What you have to do: Please copy the part of the records that opens with the line containing "Where can the crew" and continues to their end, keeping every request as it is, and scale each coordinate in the answers by 1.95, rounding to whole numbers with halves going up.

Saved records
========================================================================

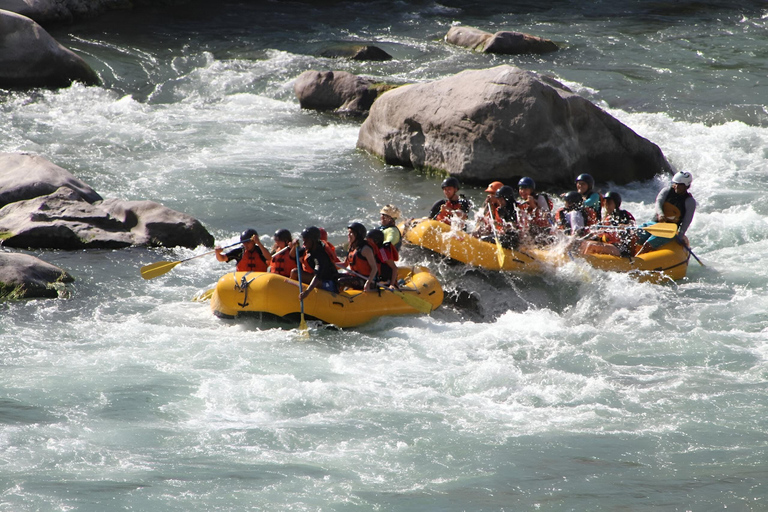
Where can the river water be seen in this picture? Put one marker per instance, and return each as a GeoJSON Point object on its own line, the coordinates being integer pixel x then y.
{"type": "Point", "coordinates": [576, 390]}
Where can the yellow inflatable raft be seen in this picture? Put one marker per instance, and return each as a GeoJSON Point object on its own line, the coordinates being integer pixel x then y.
{"type": "Point", "coordinates": [668, 262]}
{"type": "Point", "coordinates": [242, 293]}
{"type": "Point", "coordinates": [461, 246]}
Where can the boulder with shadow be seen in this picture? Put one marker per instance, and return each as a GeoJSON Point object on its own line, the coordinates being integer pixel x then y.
{"type": "Point", "coordinates": [30, 57]}
{"type": "Point", "coordinates": [23, 276]}
{"type": "Point", "coordinates": [339, 92]}
{"type": "Point", "coordinates": [505, 42]}
{"type": "Point", "coordinates": [45, 206]}
{"type": "Point", "coordinates": [503, 123]}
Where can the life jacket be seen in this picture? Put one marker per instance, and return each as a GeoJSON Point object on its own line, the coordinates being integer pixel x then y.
{"type": "Point", "coordinates": [331, 249]}
{"type": "Point", "coordinates": [328, 248]}
{"type": "Point", "coordinates": [595, 201]}
{"type": "Point", "coordinates": [535, 216]}
{"type": "Point", "coordinates": [617, 236]}
{"type": "Point", "coordinates": [391, 251]}
{"type": "Point", "coordinates": [674, 206]}
{"type": "Point", "coordinates": [356, 262]}
{"type": "Point", "coordinates": [282, 263]}
{"type": "Point", "coordinates": [502, 216]}
{"type": "Point", "coordinates": [252, 261]}
{"type": "Point", "coordinates": [450, 207]}
{"type": "Point", "coordinates": [396, 236]}
{"type": "Point", "coordinates": [562, 221]}
{"type": "Point", "coordinates": [383, 254]}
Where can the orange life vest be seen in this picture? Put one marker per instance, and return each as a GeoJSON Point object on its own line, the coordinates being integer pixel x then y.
{"type": "Point", "coordinates": [252, 261]}
{"type": "Point", "coordinates": [533, 215]}
{"type": "Point", "coordinates": [282, 263]}
{"type": "Point", "coordinates": [448, 209]}
{"type": "Point", "coordinates": [306, 268]}
{"type": "Point", "coordinates": [357, 262]}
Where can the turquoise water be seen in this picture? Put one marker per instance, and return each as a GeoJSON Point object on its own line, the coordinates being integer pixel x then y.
{"type": "Point", "coordinates": [575, 390]}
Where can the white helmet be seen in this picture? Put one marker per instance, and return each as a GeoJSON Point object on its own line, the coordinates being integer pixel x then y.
{"type": "Point", "coordinates": [683, 177]}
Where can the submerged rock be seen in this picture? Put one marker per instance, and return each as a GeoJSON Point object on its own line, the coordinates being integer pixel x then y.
{"type": "Point", "coordinates": [357, 52]}
{"type": "Point", "coordinates": [30, 57]}
{"type": "Point", "coordinates": [23, 277]}
{"type": "Point", "coordinates": [337, 91]}
{"type": "Point", "coordinates": [502, 123]}
{"type": "Point", "coordinates": [62, 212]}
{"type": "Point", "coordinates": [24, 176]}
{"type": "Point", "coordinates": [506, 42]}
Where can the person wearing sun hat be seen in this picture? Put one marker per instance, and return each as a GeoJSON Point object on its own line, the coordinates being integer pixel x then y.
{"type": "Point", "coordinates": [673, 204]}
{"type": "Point", "coordinates": [389, 216]}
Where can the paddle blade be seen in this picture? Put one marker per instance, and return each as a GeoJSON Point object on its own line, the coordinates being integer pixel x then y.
{"type": "Point", "coordinates": [662, 229]}
{"type": "Point", "coordinates": [154, 270]}
{"type": "Point", "coordinates": [499, 253]}
{"type": "Point", "coordinates": [420, 305]}
{"type": "Point", "coordinates": [303, 328]}
{"type": "Point", "coordinates": [204, 296]}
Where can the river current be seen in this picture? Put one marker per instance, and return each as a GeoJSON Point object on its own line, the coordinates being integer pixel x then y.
{"type": "Point", "coordinates": [576, 390]}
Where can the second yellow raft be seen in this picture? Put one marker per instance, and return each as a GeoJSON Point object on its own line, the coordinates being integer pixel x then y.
{"type": "Point", "coordinates": [239, 293]}
{"type": "Point", "coordinates": [670, 261]}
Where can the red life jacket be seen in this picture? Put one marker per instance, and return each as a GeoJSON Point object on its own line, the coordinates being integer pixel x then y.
{"type": "Point", "coordinates": [448, 209]}
{"type": "Point", "coordinates": [282, 263]}
{"type": "Point", "coordinates": [357, 262]}
{"type": "Point", "coordinates": [252, 261]}
{"type": "Point", "coordinates": [329, 250]}
{"type": "Point", "coordinates": [535, 216]}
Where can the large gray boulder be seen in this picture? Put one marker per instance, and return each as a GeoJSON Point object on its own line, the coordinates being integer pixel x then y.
{"type": "Point", "coordinates": [337, 91]}
{"type": "Point", "coordinates": [506, 42]}
{"type": "Point", "coordinates": [49, 12]}
{"type": "Point", "coordinates": [50, 208]}
{"type": "Point", "coordinates": [24, 176]}
{"type": "Point", "coordinates": [356, 52]}
{"type": "Point", "coordinates": [30, 57]}
{"type": "Point", "coordinates": [502, 123]}
{"type": "Point", "coordinates": [23, 277]}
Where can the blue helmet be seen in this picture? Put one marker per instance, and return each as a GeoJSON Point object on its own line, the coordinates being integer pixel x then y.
{"type": "Point", "coordinates": [359, 231]}
{"type": "Point", "coordinates": [311, 233]}
{"type": "Point", "coordinates": [615, 197]}
{"type": "Point", "coordinates": [526, 182]}
{"type": "Point", "coordinates": [586, 178]}
{"type": "Point", "coordinates": [507, 192]}
{"type": "Point", "coordinates": [248, 234]}
{"type": "Point", "coordinates": [450, 182]}
{"type": "Point", "coordinates": [573, 198]}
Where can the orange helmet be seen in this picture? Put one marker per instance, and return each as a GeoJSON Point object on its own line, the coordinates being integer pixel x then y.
{"type": "Point", "coordinates": [493, 187]}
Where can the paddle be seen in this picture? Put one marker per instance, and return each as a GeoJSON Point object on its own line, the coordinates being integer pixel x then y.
{"type": "Point", "coordinates": [681, 242]}
{"type": "Point", "coordinates": [660, 229]}
{"type": "Point", "coordinates": [420, 305]}
{"type": "Point", "coordinates": [154, 270]}
{"type": "Point", "coordinates": [499, 248]}
{"type": "Point", "coordinates": [303, 324]}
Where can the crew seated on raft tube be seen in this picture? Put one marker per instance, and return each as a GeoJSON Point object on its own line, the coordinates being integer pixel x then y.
{"type": "Point", "coordinates": [531, 221]}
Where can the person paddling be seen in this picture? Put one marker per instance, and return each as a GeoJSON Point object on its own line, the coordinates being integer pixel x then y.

========================================================================

The response:
Where can the crew seated on raft tube be seen in this picture? Put one marker per instance, and return each as a GeoJSON Point object on its own line, the coordinates being integer pixel x then y.
{"type": "Point", "coordinates": [1035, 431]}
Where can the person paddling be seen in this picture? Put one marker per instance, and return each as a GeoJSON Point object on its own line, the coordinates being integer pixel x then y.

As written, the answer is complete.